**Exercise details**
Pictures are to be left out, and every entry repeated exactly.
#####
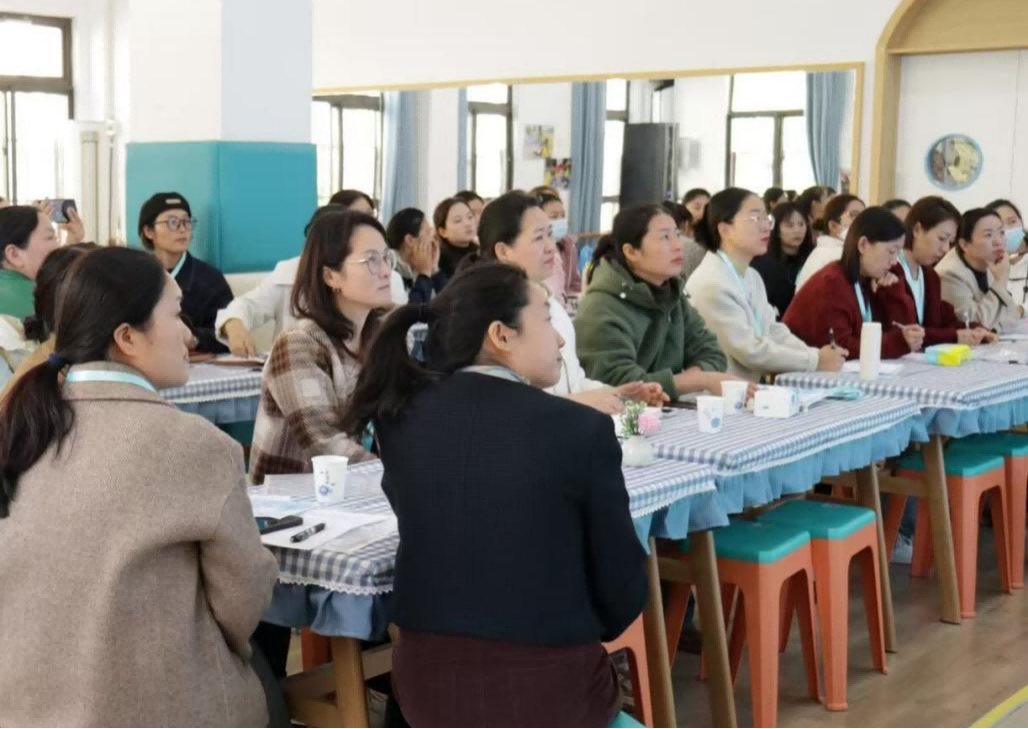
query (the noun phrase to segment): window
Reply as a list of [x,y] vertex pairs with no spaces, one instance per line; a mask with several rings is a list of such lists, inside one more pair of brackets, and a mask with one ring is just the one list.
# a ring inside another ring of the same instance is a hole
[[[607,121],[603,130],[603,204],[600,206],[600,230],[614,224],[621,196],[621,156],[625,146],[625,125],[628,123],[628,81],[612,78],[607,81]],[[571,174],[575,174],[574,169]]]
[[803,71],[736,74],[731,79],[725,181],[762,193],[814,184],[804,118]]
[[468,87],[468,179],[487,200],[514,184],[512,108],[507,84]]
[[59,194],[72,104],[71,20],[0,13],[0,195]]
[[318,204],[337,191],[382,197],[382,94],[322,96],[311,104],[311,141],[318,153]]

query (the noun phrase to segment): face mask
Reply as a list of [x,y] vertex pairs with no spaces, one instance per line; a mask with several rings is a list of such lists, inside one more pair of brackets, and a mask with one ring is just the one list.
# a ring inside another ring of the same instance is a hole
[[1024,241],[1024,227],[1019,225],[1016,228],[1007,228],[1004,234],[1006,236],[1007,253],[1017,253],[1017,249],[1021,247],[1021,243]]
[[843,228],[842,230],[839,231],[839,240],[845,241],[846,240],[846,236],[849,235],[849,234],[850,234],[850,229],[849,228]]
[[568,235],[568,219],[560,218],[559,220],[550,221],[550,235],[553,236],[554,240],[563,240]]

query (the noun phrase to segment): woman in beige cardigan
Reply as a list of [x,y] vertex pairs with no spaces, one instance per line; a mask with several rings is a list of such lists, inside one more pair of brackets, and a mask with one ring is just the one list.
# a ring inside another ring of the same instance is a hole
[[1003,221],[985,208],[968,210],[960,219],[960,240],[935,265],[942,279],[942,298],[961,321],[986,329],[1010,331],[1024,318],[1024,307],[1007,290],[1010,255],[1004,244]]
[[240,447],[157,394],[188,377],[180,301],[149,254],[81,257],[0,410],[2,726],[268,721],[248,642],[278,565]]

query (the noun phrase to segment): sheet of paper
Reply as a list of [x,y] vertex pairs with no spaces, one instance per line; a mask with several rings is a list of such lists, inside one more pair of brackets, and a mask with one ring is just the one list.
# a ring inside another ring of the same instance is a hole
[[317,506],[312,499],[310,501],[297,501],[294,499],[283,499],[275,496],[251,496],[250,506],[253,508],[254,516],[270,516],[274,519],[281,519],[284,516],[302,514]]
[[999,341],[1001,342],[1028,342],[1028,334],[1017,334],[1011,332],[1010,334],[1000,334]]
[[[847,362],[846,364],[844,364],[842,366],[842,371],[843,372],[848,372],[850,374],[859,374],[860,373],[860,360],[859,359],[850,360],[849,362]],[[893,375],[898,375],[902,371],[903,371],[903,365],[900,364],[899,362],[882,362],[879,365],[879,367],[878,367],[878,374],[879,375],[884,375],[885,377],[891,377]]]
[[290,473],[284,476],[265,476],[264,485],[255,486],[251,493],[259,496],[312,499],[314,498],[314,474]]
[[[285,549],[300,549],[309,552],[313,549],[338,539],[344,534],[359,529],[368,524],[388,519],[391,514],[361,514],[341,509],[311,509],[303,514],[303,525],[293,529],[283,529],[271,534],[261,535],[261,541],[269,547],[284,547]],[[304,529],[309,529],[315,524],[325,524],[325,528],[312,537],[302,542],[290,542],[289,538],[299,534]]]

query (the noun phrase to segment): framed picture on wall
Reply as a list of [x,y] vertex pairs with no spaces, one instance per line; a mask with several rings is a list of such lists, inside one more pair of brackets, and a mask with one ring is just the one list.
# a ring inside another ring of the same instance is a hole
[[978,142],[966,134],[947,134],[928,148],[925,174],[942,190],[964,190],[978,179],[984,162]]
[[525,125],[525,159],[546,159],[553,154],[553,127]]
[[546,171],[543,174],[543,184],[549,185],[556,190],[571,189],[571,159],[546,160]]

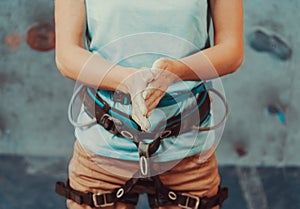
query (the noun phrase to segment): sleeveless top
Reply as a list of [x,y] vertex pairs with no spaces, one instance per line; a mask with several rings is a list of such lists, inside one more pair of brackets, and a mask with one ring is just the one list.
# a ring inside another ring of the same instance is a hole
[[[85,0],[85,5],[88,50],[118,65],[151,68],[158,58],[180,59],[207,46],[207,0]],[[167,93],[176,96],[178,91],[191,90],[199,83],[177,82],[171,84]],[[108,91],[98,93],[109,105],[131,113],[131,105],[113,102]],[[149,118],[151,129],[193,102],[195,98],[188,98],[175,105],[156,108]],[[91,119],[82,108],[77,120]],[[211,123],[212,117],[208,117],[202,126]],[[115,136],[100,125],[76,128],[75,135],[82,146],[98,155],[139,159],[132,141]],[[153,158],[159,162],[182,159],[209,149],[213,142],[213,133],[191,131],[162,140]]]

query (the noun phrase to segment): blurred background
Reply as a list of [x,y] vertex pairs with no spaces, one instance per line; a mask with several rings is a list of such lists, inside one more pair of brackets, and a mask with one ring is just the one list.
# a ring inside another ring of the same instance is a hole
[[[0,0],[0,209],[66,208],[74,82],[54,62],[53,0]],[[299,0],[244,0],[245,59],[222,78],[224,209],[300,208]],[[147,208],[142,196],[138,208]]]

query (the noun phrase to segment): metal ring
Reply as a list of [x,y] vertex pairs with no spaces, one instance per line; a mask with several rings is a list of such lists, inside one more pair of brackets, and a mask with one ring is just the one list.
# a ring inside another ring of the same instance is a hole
#####
**Answer box**
query (the noun phrase to segment): window
Reply as a list of [x,y] vertex pairs with no spaces, one instance per line; a mask with several rings is a list of such lists, inside one more pair of brackets, and a mask with one ring is just the one list.
# a ring inside another ring of the same instance is a hole
[[[607,121],[603,130],[603,204],[600,206],[600,230],[614,224],[621,196],[621,156],[625,146],[625,125],[628,123],[628,81],[612,78],[607,81]],[[571,174],[575,174],[574,169]]]
[[803,71],[736,74],[731,79],[725,181],[762,193],[814,184],[804,118]]
[[468,87],[468,179],[487,200],[514,184],[512,108],[507,84]]
[[59,194],[72,104],[71,20],[0,13],[0,195]]
[[318,204],[337,191],[382,197],[382,94],[322,96],[311,104],[311,141],[318,153]]

query (the noun phrase to segment): face mask
Reply as a list of [x,y] vertex pairs with no spaces, one instance per line; a mask with several rings is a list of such lists, inside one more pair of brackets, and a mask with one ring is just the one list.
# a ring inside another ring of the same instance is a hole
[[1024,241],[1024,227],[1019,225],[1016,228],[1007,228],[1004,234],[1006,236],[1007,253],[1017,253],[1017,249],[1021,247],[1021,243]]
[[843,228],[842,230],[839,231],[839,240],[845,241],[846,240],[846,236],[849,235],[849,234],[850,234],[850,229],[849,228]]
[[568,235],[568,219],[560,218],[559,220],[550,221],[550,235],[553,236],[554,240],[563,240]]

query (the noun phrase to segment): woman in beige cardigan
Reply as a list of [x,y] vertex pairs with no spaces, one instance per line; a mask with several rings is a list of such lists, inside one more pair of brackets, and a mask with one ring is just the one list.
# a ring inside another ring of the same instance is a hole
[[1003,221],[985,208],[968,210],[960,219],[960,240],[935,265],[942,279],[942,298],[961,321],[986,329],[1010,331],[1024,318],[1024,307],[1007,290],[1010,255],[1004,244]]
[[240,447],[157,394],[188,377],[180,301],[149,254],[81,257],[0,410],[2,726],[268,721],[248,642],[278,565]]

query (the noun phrase to segment): sheet of paper
Reply as a list of [x,y] vertex pairs with no spaces, one instance per line; a mask with several rings is a list of such lists, inside one more pair of brackets, and a mask with one ring is just the one list.
# a ring inside another ring of the same instance is a hole
[[317,506],[312,499],[310,501],[297,501],[294,499],[283,499],[275,496],[251,496],[250,506],[253,508],[254,516],[270,516],[274,519],[281,519],[284,516],[302,514]]
[[999,341],[1001,342],[1028,342],[1028,334],[1017,334],[1011,332],[1010,334],[1000,334]]
[[[847,362],[846,364],[844,364],[842,366],[842,371],[843,372],[848,372],[850,374],[859,374],[860,373],[860,360],[859,359],[850,360],[849,362]],[[893,375],[898,375],[902,371],[903,371],[903,365],[900,364],[899,362],[882,362],[879,365],[879,367],[878,367],[878,374],[879,375],[884,375],[885,377],[891,377]]]
[[290,473],[284,476],[265,476],[264,485],[255,486],[251,493],[259,496],[312,499],[314,498],[314,474]]
[[[285,549],[300,549],[309,552],[313,549],[338,539],[344,534],[359,529],[368,524],[388,519],[391,514],[361,514],[341,509],[311,509],[303,514],[303,525],[293,529],[283,529],[271,534],[261,535],[261,541],[269,547],[284,547]],[[304,529],[309,529],[315,524],[325,524],[325,528],[312,537],[302,542],[290,542],[289,538],[299,534]]]

query (the noun phrase to segment): framed picture on wall
Reply as a list of [x,y] vertex pairs with no spaces, one instance per line; a mask with several rings is a list of such lists, inside one more pair of brackets, and a mask with one ring is just the one list.
# a ring inside another ring of the same instance is a hole
[[978,142],[966,134],[947,134],[928,148],[925,174],[942,190],[964,190],[978,179],[984,162]]
[[525,125],[525,159],[546,159],[553,154],[553,127]]
[[546,171],[543,174],[543,184],[549,185],[556,190],[571,189],[571,159],[546,160]]

query (the noun phrase to segment): sleeveless top
Reply as a list of [x,y] vertex pairs with no spaces, one instance per line; a mask with several rings is a list of such lists, inside one more pair of brackets, and a mask with one ring is just the one list.
# a ring inside another ring of the same instance is a hole
[[[85,0],[85,5],[88,50],[118,65],[151,68],[158,58],[180,59],[207,46],[207,0]],[[167,93],[176,96],[178,91],[191,90],[199,83],[177,82],[171,84]],[[108,91],[98,93],[109,105],[131,113],[131,105],[113,102]],[[149,118],[151,129],[193,102],[195,98],[188,98],[175,105],[156,108]],[[91,119],[82,108],[77,120]],[[211,123],[212,117],[208,117],[202,126]],[[115,136],[100,125],[76,128],[75,135],[82,146],[98,155],[139,159],[132,141]],[[153,158],[159,162],[182,159],[209,149],[213,142],[213,133],[191,131],[162,140]]]

query (the noun phrase to segment): blurred background
Reply as a list of [x,y] vertex pairs with no spaces, one instance per line; a mask with several rings is a list of such lists, inside one more pair of brackets, and a mask with one ring is just the one list.
# a ring inside another ring of the same instance is a hole
[[[0,0],[0,209],[66,208],[74,82],[54,62],[53,0]],[[299,0],[244,0],[245,59],[222,78],[224,209],[300,208]],[[147,208],[142,196],[138,208]]]

query (the noun phrase to segment): metal ring
Reply as a list of [x,y] vertex pairs with no spaces, one instance per line; a mask with several rings is a list of such lists, inside one more pair of brackets, and a mask with one ring is just the one list.
# a ring inside another ring of the same instance is a hole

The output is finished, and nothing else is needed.